*Task brief*. From the items below, copy out every line from the one containing "Where can you see the wooden support" through the one containing "column 37, row 285", including both of those lines, and nothing else.
+--
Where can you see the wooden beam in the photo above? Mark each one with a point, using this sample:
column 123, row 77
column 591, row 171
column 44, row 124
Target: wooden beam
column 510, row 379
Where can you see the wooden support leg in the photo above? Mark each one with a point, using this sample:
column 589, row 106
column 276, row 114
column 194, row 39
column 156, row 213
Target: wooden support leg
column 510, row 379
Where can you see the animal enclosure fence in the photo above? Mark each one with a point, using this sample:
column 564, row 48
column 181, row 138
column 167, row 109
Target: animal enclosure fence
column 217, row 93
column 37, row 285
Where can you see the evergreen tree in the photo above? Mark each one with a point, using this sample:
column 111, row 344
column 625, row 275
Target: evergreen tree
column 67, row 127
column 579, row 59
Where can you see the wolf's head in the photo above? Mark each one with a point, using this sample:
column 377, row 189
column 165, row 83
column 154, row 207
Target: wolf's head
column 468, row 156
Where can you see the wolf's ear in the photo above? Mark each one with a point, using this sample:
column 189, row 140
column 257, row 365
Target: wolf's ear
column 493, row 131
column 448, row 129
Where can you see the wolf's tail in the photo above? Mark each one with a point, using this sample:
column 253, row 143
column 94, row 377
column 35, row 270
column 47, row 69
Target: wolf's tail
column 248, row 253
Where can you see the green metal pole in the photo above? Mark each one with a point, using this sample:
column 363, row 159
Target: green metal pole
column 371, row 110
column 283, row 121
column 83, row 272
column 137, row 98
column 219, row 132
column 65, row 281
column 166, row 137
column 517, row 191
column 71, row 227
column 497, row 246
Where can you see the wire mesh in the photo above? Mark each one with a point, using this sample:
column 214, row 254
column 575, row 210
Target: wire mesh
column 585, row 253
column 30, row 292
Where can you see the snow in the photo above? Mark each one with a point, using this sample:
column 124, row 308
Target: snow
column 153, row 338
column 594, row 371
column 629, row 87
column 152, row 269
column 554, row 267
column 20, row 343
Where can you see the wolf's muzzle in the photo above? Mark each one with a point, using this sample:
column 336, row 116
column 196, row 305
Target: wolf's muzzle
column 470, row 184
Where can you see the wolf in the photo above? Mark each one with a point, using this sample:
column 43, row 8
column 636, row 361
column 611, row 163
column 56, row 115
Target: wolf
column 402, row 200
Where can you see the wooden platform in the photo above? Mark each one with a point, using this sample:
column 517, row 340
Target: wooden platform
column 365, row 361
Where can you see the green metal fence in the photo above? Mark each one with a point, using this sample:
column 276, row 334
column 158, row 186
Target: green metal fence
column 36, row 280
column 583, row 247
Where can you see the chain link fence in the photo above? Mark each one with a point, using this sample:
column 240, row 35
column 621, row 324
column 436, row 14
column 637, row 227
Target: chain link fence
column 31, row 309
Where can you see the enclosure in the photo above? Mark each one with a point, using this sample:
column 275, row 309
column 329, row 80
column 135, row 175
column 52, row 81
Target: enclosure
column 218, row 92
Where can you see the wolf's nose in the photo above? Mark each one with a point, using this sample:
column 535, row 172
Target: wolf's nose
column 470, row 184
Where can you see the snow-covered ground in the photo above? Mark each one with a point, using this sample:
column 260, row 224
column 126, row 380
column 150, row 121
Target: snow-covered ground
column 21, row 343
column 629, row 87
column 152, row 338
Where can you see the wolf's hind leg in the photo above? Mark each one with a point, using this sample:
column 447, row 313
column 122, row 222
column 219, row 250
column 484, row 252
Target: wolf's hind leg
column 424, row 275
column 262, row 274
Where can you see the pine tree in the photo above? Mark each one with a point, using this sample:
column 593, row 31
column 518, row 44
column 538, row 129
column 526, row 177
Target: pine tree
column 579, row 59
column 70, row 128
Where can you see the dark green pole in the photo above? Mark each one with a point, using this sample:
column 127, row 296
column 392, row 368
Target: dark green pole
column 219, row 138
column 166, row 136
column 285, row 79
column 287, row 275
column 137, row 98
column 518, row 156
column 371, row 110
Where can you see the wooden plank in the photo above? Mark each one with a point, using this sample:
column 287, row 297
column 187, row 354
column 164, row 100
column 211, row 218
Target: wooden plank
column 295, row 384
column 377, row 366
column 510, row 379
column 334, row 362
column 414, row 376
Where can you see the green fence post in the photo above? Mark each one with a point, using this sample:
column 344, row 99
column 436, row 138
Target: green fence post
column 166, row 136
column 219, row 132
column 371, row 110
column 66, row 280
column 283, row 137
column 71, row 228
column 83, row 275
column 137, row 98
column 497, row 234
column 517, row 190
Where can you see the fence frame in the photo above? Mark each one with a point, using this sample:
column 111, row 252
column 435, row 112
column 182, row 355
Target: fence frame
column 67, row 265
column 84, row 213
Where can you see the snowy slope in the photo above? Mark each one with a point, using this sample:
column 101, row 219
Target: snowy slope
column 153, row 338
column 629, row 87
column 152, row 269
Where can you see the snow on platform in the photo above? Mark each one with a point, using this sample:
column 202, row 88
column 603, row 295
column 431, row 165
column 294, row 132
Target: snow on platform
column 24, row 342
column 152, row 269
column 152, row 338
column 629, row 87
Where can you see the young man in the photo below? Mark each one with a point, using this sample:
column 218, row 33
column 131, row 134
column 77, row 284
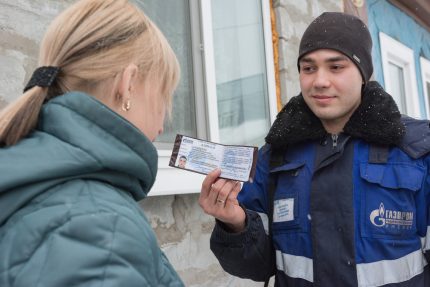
+--
*Solved problem*.
Where can you see the wooden support leg in the photo above? Mark each one with a point, using this sample:
column 589, row 106
column 276, row 114
column 194, row 39
column 156, row 213
Target: wooden support leg
column 510, row 379
Where can you see the animal enclosure fence in the photo above? Mark each one with a point, using this sample:
column 564, row 48
column 181, row 138
column 167, row 109
Target: animal enclosure fence
column 217, row 93
column 37, row 285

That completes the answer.